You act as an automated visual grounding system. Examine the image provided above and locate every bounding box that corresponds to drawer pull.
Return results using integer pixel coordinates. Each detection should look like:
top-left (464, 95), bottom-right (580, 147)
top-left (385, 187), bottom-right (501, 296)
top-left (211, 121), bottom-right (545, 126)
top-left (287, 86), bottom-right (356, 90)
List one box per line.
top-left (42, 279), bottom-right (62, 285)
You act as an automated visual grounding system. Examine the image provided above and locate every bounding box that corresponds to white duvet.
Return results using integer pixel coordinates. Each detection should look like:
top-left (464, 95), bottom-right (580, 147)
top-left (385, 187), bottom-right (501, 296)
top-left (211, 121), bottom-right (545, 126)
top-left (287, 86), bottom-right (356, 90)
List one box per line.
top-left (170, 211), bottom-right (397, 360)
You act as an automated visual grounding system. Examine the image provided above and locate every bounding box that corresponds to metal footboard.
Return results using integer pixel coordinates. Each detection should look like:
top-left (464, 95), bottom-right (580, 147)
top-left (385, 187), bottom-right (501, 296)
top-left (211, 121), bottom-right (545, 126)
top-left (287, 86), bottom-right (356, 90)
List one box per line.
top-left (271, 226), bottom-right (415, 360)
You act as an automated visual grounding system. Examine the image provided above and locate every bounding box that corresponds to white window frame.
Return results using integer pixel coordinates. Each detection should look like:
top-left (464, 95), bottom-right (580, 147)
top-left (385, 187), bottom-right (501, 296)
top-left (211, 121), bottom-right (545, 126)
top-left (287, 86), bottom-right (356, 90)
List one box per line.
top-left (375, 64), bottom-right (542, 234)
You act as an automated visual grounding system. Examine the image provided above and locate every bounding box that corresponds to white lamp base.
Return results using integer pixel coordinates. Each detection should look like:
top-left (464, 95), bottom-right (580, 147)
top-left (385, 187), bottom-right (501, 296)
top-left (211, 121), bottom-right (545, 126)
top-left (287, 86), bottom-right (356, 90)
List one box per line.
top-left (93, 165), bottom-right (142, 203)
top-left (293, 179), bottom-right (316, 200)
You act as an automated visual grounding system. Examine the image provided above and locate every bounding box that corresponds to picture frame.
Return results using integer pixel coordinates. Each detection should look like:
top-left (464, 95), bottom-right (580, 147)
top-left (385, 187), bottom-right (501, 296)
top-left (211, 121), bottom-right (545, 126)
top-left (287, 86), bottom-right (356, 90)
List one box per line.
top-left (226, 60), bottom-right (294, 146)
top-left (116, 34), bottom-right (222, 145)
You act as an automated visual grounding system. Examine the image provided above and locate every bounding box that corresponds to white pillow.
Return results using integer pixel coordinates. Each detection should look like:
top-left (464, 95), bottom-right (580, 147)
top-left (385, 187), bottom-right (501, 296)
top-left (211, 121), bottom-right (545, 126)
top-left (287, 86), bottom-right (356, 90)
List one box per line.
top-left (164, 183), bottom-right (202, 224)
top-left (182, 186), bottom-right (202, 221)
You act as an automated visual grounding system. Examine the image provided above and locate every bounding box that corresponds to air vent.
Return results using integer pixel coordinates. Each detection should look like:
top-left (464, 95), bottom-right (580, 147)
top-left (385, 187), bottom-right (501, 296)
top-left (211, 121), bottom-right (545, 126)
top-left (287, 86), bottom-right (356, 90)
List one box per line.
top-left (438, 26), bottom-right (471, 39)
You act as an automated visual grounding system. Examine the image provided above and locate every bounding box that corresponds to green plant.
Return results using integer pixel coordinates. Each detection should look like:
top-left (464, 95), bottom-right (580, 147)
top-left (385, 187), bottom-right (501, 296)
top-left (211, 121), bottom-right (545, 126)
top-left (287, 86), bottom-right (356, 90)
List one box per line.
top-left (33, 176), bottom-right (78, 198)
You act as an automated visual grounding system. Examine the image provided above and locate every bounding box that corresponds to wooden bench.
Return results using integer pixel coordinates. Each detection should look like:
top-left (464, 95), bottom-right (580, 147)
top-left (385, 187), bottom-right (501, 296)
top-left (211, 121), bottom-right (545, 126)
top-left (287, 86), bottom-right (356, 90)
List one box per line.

■ INSTRUCTION ■
Report how many lines of the records contain the string "frame", giving the count alone.

■ RESPONSE TO THE EXERCISE ■
2